The problem ▸
Please give every record below again exactly, and keep the pictures out.

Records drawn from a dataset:
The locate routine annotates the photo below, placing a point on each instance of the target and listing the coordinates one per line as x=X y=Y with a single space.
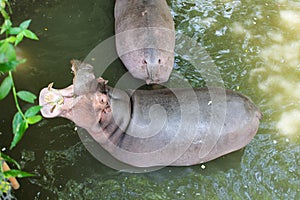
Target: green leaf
x=11 y=39
x=9 y=159
x=32 y=111
x=29 y=34
x=26 y=96
x=16 y=173
x=19 y=38
x=5 y=87
x=34 y=119
x=14 y=30
x=6 y=25
x=25 y=24
x=16 y=122
x=19 y=128
x=8 y=50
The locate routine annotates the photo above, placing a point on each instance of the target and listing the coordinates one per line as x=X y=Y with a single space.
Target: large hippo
x=145 y=38
x=145 y=128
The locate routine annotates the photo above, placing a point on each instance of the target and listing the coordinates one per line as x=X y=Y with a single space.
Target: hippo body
x=162 y=127
x=145 y=38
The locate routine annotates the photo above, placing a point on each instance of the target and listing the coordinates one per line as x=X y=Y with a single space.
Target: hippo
x=145 y=38
x=162 y=127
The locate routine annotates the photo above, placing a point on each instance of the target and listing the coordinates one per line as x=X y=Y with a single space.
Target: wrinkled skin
x=145 y=38
x=131 y=121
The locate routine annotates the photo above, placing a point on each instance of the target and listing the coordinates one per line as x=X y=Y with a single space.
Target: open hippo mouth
x=54 y=101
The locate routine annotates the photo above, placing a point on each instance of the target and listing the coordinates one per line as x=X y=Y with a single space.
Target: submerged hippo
x=161 y=127
x=145 y=38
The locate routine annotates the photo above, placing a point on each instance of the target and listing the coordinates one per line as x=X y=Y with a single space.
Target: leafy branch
x=8 y=64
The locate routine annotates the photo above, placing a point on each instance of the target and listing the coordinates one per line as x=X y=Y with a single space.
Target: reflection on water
x=255 y=45
x=279 y=74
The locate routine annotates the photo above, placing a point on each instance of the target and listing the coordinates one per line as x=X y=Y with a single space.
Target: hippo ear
x=102 y=84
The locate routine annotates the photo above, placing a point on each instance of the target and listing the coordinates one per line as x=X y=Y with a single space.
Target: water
x=255 y=45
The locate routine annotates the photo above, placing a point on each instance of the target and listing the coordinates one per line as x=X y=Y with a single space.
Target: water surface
x=255 y=45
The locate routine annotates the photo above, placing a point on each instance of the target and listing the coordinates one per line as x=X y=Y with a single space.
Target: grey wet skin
x=134 y=129
x=145 y=38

Response ▸
The locate routine annotates the photo below, placing a point on each instance of the target and listing the coordinates one per line as x=X y=Y with a single space.
Target: green leaf
x=11 y=39
x=9 y=159
x=32 y=111
x=29 y=34
x=26 y=96
x=16 y=173
x=19 y=38
x=5 y=87
x=34 y=119
x=14 y=30
x=6 y=25
x=25 y=24
x=16 y=122
x=19 y=128
x=8 y=50
The locate routine annotates the photo above, placing a point on each instance of the target and listing the coordinates one per line as x=X y=Y with a single space.
Target: large hippo
x=145 y=38
x=145 y=128
The locate routine annotates the photo above, placing a point on each instance of the target and listing the coordinates one per line as x=X y=Y with a single space.
Target: hippo body
x=162 y=127
x=145 y=38
The locate routine annotates the photo above, placing a point on each instance of the target and listing the coordinates one per line as x=X y=Y with a single space.
Target: hippo
x=145 y=38
x=162 y=127
The locate routine annotates the photo above, placing a point on each instance of the target and listing the coordinates one per line as x=X y=Y with a single space.
Target: wrinkled skin
x=145 y=38
x=131 y=121
The locate routine annotates the photo above, placing a point on each instance of the target and listing the coordinates one per line as x=X y=Y with a single space.
Target: open hippo mouth
x=54 y=101
The locate routine annotates the photo above, placing a point on each instance of the target and listing the coordinates one per line as x=X y=Y with a single space.
Target: submerged hippo
x=161 y=127
x=145 y=38
The locate routine annotates the photo above, placing a point on each instance of the target and listing the coordinates one per line as x=X y=Y with a single space.
Target: leafy branch
x=8 y=64
The locate routine annotates the photo above, placing a point on each instance of the target and listing the coordinates one per line as x=X y=Y with a single space.
Target: reflection on water
x=255 y=45
x=279 y=74
The locate routine annotates the photo above, placing a point on each instance of the target and listing the coordinates one per line as x=X y=Y with a single space.
Target: hippo ear
x=102 y=84
The locate routine annotates the photo above, placing a point on each instance of the target and listing the coordinates one per line as x=X y=Y with a single space.
Target: water
x=255 y=45
The locate routine annotates the photo above, placing a point on each instance of the target and listing the coordinates one per line as x=X y=Y with a single space.
Target: water surface
x=255 y=45
The locate routine annotates the photo above, placing a point on each instance of the target and listing the coordinates one per line as x=X y=Y with a single space.
Target: grey wet skin
x=134 y=129
x=145 y=38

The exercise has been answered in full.